Task instructions: Render the lines of the data below as a numbered list, starting at the line that contains "the neighboring house" and stopping after the line that contains "Query: support post". Skip any blank lines.

Task data:
____________

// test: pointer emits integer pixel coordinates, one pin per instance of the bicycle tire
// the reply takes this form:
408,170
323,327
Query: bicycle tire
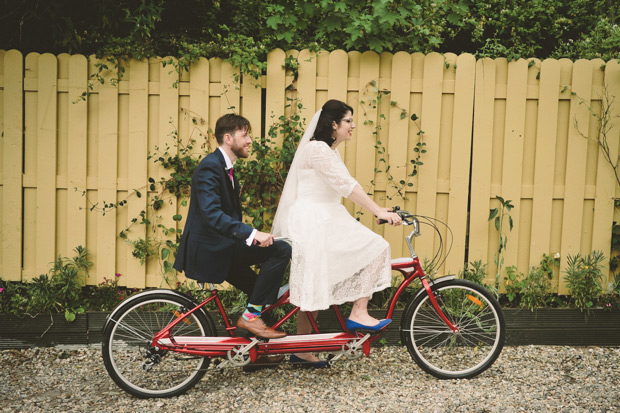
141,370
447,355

____________

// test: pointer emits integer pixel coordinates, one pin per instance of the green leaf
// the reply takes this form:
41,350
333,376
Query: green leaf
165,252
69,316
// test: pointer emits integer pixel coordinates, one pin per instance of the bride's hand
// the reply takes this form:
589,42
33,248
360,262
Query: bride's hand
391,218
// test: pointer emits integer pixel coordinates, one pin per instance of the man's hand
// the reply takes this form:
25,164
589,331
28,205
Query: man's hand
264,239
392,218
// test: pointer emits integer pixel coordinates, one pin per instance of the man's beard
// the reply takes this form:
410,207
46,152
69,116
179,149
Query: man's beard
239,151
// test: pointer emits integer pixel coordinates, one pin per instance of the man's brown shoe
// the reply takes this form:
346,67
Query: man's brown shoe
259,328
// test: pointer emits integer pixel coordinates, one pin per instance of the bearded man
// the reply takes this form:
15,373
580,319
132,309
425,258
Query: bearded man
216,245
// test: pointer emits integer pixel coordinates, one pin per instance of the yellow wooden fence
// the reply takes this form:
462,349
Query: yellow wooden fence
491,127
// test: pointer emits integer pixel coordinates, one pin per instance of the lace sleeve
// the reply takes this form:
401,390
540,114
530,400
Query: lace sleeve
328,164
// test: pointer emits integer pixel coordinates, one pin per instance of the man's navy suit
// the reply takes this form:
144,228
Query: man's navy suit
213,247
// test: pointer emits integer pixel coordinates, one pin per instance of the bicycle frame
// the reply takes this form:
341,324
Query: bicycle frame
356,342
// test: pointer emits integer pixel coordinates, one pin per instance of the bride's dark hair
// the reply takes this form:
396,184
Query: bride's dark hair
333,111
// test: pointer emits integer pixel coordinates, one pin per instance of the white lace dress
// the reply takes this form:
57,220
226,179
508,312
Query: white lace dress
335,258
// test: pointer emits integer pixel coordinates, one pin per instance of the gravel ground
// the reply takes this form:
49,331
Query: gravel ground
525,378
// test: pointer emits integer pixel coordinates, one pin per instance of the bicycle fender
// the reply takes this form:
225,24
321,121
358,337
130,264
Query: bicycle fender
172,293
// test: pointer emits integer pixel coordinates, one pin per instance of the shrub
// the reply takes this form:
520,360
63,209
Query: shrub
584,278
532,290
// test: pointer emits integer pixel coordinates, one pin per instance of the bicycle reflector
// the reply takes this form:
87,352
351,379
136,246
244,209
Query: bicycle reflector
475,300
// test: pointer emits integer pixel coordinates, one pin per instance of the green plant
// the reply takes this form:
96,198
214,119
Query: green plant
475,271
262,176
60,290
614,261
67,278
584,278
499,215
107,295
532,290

____________

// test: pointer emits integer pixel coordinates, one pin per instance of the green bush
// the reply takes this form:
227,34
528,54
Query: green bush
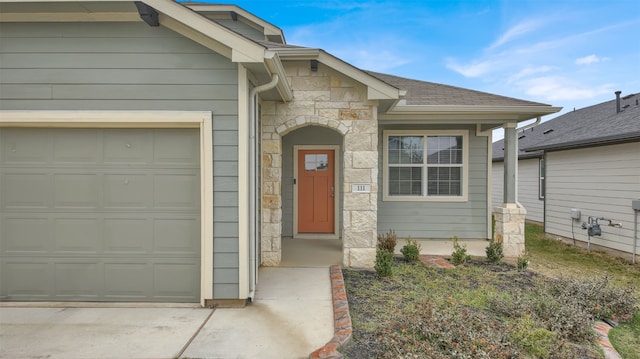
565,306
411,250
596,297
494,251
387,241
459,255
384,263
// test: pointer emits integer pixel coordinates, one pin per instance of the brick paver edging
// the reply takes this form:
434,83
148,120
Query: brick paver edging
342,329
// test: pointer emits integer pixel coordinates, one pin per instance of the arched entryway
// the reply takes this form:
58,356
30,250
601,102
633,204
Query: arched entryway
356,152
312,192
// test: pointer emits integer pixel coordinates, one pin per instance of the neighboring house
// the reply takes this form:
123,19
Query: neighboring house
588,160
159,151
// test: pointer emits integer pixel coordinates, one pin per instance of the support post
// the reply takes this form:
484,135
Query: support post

____________

Solution to this task:
1. // test: pointer emits integer pixel coordinates, one pin per instance of the neighboring house
2. // the reply takes this form:
3. 123,19
4. Query: neighboring house
5. 588,160
6. 159,151
7. // test: pointer emits integer pixel coordinates, one pin per instance of the support post
8. // the reply takes this form:
9. 484,135
10. Query: support post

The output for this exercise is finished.